#### [What to produce]
Reproduce the items below with every "Target" changed to "Label", keeping the rest identical.

#### [Record extracts]

* * * * * * *

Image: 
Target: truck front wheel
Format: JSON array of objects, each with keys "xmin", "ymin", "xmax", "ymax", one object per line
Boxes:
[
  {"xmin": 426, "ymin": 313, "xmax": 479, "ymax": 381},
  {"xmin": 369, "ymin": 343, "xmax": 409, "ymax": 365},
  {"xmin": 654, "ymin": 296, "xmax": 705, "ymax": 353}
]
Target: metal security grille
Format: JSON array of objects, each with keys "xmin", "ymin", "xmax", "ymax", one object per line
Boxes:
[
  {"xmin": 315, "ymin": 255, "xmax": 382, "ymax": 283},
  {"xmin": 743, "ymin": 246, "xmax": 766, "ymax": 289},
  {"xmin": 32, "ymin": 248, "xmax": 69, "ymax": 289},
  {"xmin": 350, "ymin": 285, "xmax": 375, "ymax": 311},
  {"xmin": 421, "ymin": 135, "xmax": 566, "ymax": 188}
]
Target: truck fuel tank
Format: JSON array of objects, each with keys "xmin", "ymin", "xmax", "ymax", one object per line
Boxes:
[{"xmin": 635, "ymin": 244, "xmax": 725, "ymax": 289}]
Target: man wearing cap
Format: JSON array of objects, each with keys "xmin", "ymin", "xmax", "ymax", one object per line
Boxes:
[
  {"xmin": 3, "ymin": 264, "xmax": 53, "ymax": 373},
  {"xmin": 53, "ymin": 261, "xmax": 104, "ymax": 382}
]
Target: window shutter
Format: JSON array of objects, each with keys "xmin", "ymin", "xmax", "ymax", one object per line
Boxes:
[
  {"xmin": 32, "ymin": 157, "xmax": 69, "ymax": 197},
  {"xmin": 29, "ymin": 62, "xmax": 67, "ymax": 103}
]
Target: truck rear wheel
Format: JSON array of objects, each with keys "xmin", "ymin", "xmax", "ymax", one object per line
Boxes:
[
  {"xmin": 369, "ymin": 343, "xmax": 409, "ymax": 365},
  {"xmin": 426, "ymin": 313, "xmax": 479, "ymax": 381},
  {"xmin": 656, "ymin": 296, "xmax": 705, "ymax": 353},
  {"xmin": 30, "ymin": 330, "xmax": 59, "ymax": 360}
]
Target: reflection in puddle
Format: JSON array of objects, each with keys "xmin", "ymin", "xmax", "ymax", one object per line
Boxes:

* * * * * * *

#### [Answer to this task]
Image: 
Label: truck front wheel
Format: JSON array of objects, each with keys "xmin", "ymin", "xmax", "ymax", one object per line
Boxes:
[
  {"xmin": 426, "ymin": 313, "xmax": 479, "ymax": 381},
  {"xmin": 369, "ymin": 343, "xmax": 409, "ymax": 365},
  {"xmin": 654, "ymin": 296, "xmax": 705, "ymax": 353}
]
Label: metal security grille
Format: JSON array of objects, each with keys "xmin", "ymin", "xmax", "ymax", one object per line
Boxes:
[
  {"xmin": 315, "ymin": 255, "xmax": 382, "ymax": 283},
  {"xmin": 743, "ymin": 246, "xmax": 766, "ymax": 289},
  {"xmin": 32, "ymin": 248, "xmax": 69, "ymax": 289},
  {"xmin": 350, "ymin": 285, "xmax": 375, "ymax": 311},
  {"xmin": 421, "ymin": 135, "xmax": 566, "ymax": 188}
]
Label: truck fuel tank
Format: JSON array of objects, each with keys "xmin", "ymin", "xmax", "ymax", one object per line
Boxes:
[{"xmin": 635, "ymin": 244, "xmax": 725, "ymax": 289}]
Label: man wearing cap
Format: JSON array of objects, each with keys "xmin", "ymin", "xmax", "ymax", one object per line
Boxes:
[
  {"xmin": 3, "ymin": 264, "xmax": 53, "ymax": 373},
  {"xmin": 53, "ymin": 261, "xmax": 104, "ymax": 382}
]
Label: window shutter
Format: JSON array of objects, each with keys "xmin", "ymin", "xmax", "ymax", one object per line
Boxes:
[
  {"xmin": 32, "ymin": 157, "xmax": 69, "ymax": 197},
  {"xmin": 29, "ymin": 62, "xmax": 67, "ymax": 103}
]
Label: truck rear wheel
Format: JSON array of objects, each with keys "xmin", "ymin", "xmax", "ymax", one object per line
Boxes:
[
  {"xmin": 369, "ymin": 343, "xmax": 409, "ymax": 365},
  {"xmin": 426, "ymin": 313, "xmax": 479, "ymax": 381},
  {"xmin": 656, "ymin": 296, "xmax": 705, "ymax": 353},
  {"xmin": 30, "ymin": 330, "xmax": 59, "ymax": 360}
]
Label: reflection in puddle
Format: JSON array of objects, each with keys "xmin", "ymin", "xmax", "ymax", one object per line
Boxes:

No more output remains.